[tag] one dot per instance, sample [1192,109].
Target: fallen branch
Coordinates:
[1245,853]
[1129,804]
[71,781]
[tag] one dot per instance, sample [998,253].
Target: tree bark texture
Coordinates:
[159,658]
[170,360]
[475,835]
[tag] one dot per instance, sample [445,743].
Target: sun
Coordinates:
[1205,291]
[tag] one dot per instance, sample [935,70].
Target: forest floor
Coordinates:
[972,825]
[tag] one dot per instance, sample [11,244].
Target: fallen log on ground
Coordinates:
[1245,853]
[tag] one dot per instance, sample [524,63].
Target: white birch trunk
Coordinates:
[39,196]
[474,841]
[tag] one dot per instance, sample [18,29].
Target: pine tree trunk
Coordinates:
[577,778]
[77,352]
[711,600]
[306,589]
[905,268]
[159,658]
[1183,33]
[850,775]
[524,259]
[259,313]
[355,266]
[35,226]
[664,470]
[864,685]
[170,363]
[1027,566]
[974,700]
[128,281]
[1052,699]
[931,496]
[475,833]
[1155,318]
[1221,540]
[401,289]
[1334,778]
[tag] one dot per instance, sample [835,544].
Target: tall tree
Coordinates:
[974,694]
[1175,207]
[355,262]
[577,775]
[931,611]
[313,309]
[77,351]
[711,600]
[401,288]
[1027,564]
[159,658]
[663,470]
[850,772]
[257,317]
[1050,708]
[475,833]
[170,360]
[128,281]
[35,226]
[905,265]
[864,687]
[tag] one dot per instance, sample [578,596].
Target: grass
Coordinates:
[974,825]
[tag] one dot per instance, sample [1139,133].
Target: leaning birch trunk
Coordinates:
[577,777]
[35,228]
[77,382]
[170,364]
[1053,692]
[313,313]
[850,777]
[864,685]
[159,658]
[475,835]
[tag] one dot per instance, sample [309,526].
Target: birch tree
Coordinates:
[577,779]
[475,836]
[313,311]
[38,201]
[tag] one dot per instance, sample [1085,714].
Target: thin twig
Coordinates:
○ ○ ○ ○ ○ ○ ○
### Instructions for the task:
Report each line in the entries where the string "sample" occurs.

### Task solution:
[tag] one dot per instance, sample [1192,109].
[tag] one dot per instance, sample [998,253].
[tag] one dot per instance, sample [445,743].
[tag] one dot per instance, sample [935,70].
[tag] one dot per instance, sample [11,244].
[tag] one dot per instance, sample [524,63].
[tag] one dot per instance, sample [18,29].
[tag] one dot per instance, sample [835,544].
[tag] one dot per instance, sample [578,596].
[tag] one dot per instance, sample [1139,133].
[tag] one dot per instance, sample [309,526].
[tag] one dot per instance, sample [1085,714].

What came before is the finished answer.